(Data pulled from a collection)
>>>
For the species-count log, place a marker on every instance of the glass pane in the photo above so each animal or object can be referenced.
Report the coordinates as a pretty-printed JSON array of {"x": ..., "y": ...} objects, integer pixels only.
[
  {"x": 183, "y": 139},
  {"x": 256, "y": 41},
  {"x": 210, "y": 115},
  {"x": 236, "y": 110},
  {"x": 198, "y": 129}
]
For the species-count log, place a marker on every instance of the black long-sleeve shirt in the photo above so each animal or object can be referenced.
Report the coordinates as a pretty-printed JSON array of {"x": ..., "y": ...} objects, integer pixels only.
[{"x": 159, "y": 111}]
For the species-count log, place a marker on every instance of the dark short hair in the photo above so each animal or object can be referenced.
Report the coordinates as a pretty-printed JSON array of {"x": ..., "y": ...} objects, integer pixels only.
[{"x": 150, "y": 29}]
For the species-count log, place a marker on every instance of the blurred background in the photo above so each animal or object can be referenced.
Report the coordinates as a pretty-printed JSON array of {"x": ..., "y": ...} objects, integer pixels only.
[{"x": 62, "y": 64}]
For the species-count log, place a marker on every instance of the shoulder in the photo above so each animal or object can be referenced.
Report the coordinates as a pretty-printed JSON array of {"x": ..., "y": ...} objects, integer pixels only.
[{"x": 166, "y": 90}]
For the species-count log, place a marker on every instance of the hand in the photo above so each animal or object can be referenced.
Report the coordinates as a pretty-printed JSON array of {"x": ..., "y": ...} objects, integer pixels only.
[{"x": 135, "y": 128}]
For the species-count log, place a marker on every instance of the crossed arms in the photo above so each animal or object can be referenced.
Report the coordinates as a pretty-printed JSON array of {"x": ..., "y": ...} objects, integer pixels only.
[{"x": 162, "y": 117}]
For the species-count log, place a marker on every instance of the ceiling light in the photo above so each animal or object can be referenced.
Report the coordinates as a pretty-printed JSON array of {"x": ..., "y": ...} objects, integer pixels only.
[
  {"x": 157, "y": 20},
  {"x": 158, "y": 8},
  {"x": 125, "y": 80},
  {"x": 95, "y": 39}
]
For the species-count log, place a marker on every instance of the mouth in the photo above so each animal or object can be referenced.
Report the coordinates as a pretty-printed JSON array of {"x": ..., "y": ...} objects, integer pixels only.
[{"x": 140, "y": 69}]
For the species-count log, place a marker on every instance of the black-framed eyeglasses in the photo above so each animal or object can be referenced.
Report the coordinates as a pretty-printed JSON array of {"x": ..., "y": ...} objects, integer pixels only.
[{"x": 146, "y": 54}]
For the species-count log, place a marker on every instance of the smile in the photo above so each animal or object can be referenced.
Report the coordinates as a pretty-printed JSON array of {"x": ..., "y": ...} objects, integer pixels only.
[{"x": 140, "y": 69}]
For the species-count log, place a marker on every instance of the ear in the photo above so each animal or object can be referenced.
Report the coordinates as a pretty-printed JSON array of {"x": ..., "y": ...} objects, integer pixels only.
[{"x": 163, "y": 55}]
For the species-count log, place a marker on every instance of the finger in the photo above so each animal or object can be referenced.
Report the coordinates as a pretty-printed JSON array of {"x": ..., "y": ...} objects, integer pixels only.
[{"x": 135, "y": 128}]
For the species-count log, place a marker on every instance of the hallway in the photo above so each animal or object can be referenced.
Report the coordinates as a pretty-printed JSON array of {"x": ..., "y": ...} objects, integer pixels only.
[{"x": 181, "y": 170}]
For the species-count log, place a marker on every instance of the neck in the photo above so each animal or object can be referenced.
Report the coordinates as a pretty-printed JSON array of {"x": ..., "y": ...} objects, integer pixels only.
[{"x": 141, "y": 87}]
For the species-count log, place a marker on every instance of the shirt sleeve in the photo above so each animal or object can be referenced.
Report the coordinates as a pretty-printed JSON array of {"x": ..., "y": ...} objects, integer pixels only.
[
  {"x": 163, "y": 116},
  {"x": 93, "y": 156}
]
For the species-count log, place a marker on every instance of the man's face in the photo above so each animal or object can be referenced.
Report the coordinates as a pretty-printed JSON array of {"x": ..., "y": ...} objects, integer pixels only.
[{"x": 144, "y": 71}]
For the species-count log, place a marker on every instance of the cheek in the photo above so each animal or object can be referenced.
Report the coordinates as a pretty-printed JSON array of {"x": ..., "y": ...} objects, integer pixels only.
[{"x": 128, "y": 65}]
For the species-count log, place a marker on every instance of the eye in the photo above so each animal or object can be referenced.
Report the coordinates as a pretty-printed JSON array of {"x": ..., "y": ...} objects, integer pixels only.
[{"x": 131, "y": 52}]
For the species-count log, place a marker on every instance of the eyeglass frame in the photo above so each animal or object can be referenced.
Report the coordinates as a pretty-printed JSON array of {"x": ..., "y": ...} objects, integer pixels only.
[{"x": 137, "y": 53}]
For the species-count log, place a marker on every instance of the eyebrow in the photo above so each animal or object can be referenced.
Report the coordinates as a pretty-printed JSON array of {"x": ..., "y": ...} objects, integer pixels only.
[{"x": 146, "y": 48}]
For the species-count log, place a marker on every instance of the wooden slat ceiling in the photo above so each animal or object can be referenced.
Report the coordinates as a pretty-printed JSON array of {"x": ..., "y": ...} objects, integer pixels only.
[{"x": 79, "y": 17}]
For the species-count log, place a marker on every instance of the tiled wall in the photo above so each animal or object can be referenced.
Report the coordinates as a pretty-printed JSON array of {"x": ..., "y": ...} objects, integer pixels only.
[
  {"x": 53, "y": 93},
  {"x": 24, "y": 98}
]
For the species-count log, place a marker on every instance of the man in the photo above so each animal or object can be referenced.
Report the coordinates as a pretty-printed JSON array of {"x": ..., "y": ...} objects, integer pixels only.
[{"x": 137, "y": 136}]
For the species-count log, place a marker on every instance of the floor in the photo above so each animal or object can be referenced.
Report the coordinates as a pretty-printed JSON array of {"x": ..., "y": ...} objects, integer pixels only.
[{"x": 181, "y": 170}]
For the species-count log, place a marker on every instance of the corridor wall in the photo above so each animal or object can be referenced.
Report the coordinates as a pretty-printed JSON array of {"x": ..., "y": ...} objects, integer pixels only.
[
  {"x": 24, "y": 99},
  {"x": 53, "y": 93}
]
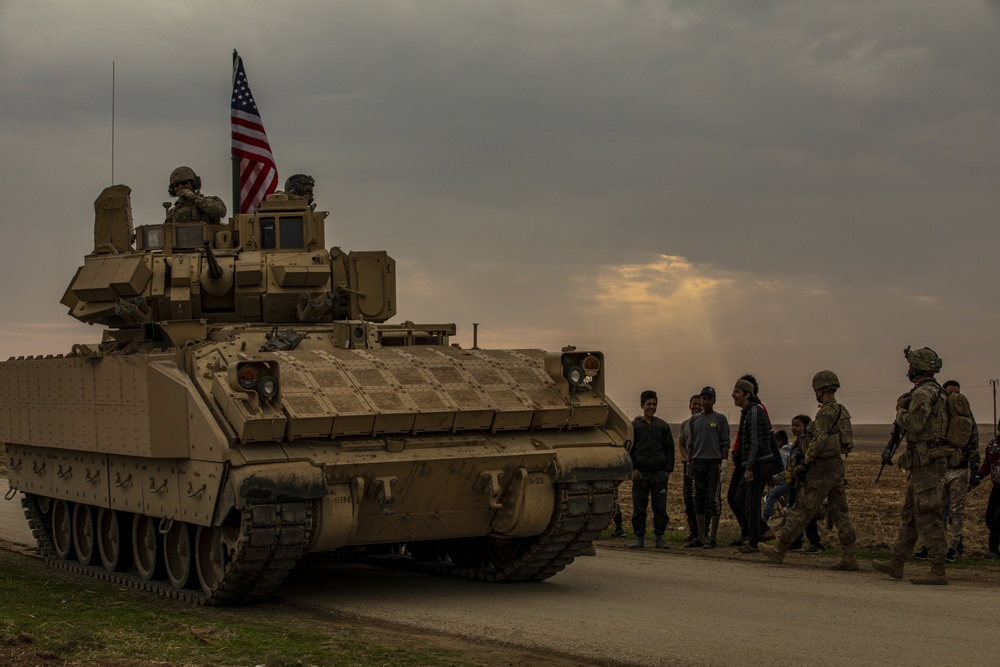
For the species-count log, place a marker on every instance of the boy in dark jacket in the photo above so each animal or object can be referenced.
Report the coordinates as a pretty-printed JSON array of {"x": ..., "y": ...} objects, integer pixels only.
[{"x": 652, "y": 462}]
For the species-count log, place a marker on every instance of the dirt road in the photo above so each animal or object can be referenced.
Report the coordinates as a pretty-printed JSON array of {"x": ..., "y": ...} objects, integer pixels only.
[{"x": 666, "y": 608}]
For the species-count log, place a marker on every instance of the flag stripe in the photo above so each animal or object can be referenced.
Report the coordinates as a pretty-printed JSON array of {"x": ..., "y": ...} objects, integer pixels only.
[{"x": 258, "y": 173}]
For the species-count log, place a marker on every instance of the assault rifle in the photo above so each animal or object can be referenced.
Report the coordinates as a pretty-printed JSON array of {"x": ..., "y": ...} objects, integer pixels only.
[{"x": 890, "y": 449}]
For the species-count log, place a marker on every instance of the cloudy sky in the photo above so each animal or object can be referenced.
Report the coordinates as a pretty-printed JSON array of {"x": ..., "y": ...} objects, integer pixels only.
[{"x": 697, "y": 189}]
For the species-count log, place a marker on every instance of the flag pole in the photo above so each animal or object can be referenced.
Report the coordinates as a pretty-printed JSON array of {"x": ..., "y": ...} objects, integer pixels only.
[{"x": 235, "y": 158}]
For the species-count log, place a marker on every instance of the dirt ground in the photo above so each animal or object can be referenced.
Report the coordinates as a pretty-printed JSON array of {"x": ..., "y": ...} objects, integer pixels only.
[{"x": 875, "y": 509}]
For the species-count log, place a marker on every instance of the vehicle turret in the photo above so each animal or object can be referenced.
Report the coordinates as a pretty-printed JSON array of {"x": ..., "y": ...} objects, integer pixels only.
[{"x": 270, "y": 266}]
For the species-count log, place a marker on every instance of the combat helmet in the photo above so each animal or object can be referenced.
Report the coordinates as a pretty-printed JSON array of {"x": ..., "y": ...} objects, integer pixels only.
[
  {"x": 183, "y": 174},
  {"x": 825, "y": 379},
  {"x": 924, "y": 360},
  {"x": 300, "y": 184}
]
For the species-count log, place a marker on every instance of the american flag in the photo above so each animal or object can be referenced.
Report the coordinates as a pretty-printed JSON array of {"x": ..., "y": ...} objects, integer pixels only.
[{"x": 258, "y": 174}]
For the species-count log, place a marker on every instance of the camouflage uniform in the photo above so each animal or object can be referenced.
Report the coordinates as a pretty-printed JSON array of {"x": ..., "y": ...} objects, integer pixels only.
[
  {"x": 956, "y": 486},
  {"x": 195, "y": 207},
  {"x": 923, "y": 424},
  {"x": 825, "y": 478}
]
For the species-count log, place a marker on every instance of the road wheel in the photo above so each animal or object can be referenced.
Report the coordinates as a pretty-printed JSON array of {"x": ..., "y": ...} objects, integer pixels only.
[
  {"x": 146, "y": 547},
  {"x": 177, "y": 552},
  {"x": 62, "y": 528},
  {"x": 114, "y": 529},
  {"x": 83, "y": 533}
]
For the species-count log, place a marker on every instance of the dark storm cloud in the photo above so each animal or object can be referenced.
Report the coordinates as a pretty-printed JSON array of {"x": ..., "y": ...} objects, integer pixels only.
[{"x": 833, "y": 163}]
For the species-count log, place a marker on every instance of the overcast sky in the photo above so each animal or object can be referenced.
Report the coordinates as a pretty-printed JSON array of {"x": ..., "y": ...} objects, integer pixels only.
[{"x": 697, "y": 189}]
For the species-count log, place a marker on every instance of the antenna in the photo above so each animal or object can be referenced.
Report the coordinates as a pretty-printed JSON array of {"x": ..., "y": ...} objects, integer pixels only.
[{"x": 112, "y": 122}]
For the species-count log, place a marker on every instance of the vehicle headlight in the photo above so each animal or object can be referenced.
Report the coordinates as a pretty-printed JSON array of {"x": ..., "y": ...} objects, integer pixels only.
[{"x": 267, "y": 386}]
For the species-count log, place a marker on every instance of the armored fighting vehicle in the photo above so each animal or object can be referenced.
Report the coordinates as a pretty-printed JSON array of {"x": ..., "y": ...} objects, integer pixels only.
[{"x": 248, "y": 403}]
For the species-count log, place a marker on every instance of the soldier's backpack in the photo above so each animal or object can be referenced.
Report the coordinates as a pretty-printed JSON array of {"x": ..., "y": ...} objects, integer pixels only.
[{"x": 959, "y": 414}]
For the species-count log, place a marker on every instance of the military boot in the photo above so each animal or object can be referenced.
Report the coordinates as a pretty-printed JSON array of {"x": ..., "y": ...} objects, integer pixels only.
[
  {"x": 894, "y": 567},
  {"x": 847, "y": 561},
  {"x": 777, "y": 552},
  {"x": 935, "y": 578}
]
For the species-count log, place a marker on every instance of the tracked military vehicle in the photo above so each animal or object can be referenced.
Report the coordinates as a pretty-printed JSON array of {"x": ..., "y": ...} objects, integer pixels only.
[{"x": 248, "y": 403}]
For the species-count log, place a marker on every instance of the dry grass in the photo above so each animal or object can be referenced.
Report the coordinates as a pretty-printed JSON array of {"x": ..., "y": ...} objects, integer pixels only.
[{"x": 874, "y": 508}]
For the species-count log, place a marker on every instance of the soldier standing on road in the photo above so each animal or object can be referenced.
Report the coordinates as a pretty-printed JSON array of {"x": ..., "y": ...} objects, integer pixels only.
[
  {"x": 828, "y": 437},
  {"x": 921, "y": 416},
  {"x": 191, "y": 205},
  {"x": 652, "y": 462},
  {"x": 958, "y": 480}
]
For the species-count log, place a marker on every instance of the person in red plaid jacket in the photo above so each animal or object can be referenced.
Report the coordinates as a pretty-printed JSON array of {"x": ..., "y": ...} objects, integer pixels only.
[{"x": 991, "y": 467}]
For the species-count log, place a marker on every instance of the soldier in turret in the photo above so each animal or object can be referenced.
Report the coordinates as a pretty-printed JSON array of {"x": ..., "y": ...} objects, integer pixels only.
[
  {"x": 299, "y": 186},
  {"x": 191, "y": 205}
]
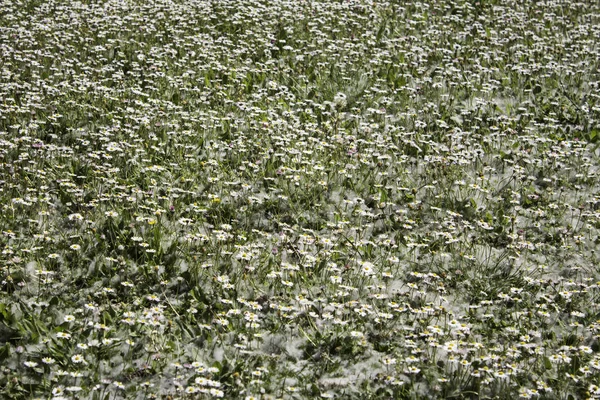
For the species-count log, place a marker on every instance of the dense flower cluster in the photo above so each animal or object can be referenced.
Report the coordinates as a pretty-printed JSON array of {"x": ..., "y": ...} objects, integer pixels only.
[{"x": 299, "y": 199}]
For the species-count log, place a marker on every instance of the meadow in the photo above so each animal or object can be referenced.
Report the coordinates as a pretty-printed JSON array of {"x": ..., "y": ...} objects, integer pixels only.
[{"x": 299, "y": 199}]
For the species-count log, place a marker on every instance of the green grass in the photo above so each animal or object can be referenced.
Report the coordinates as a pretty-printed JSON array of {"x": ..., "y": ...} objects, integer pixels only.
[{"x": 287, "y": 199}]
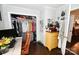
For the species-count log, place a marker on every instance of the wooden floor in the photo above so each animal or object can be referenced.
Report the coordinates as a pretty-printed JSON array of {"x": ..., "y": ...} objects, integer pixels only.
[{"x": 36, "y": 48}]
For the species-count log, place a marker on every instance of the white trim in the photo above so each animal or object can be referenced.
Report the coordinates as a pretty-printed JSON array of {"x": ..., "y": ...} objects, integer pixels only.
[
  {"x": 71, "y": 51},
  {"x": 25, "y": 14}
]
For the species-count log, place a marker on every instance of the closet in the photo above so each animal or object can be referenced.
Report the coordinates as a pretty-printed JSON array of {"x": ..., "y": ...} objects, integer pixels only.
[{"x": 28, "y": 25}]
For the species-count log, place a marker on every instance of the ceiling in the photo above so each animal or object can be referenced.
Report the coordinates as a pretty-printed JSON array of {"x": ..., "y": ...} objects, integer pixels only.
[{"x": 38, "y": 6}]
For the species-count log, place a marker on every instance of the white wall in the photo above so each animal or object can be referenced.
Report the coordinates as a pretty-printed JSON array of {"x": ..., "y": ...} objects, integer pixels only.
[
  {"x": 74, "y": 6},
  {"x": 1, "y": 22},
  {"x": 58, "y": 14},
  {"x": 7, "y": 9}
]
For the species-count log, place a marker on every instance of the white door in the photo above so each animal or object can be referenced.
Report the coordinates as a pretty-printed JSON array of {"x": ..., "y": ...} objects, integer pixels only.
[
  {"x": 65, "y": 37},
  {"x": 70, "y": 27}
]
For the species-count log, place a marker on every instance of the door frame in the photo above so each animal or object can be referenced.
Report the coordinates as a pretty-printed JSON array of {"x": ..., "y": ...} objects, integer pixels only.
[{"x": 9, "y": 17}]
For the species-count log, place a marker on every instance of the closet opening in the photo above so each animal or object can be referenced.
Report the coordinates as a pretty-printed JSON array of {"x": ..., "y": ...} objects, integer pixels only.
[
  {"x": 24, "y": 25},
  {"x": 74, "y": 44}
]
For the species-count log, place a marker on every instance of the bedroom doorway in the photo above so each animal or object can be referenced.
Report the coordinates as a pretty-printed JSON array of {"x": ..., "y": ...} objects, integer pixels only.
[
  {"x": 24, "y": 23},
  {"x": 73, "y": 44}
]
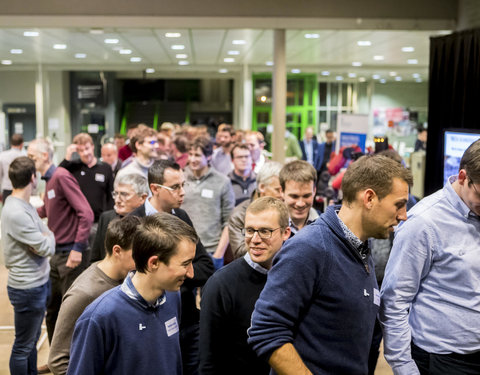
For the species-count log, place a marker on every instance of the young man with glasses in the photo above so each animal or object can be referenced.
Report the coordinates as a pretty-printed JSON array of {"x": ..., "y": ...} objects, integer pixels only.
[
  {"x": 166, "y": 182},
  {"x": 430, "y": 302},
  {"x": 229, "y": 296}
]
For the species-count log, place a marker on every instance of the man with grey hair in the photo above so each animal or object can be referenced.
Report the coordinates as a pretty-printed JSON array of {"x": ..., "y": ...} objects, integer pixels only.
<<<
What the exercise asks: Starting at the line that contains "of the young" and continuing through the last line of the records, recast those lines as a JSON list of strings, one string per line, with blank lines omitted.

Response to this exercise:
[
  "For the species-count log, place a marker on every instance of the young man with glasses in the photo above so each animal or object can be referenced.",
  "Report the coordinates as a pretty-printed JSON array of {\"x\": ..., \"y\": ...} objects, integer pixels only.",
  "[",
  "  {\"x\": 166, \"y\": 182},",
  "  {\"x\": 430, \"y\": 302},",
  "  {\"x\": 229, \"y\": 296}",
  "]",
  "For the species-count log, place a marker on every instance of the man with grey hair in the photo above so each animal or object can be referenced.",
  "Report the coordinates as a pretty-printed JSON array of {\"x\": ..., \"y\": ...} objects, integer pixels only."
]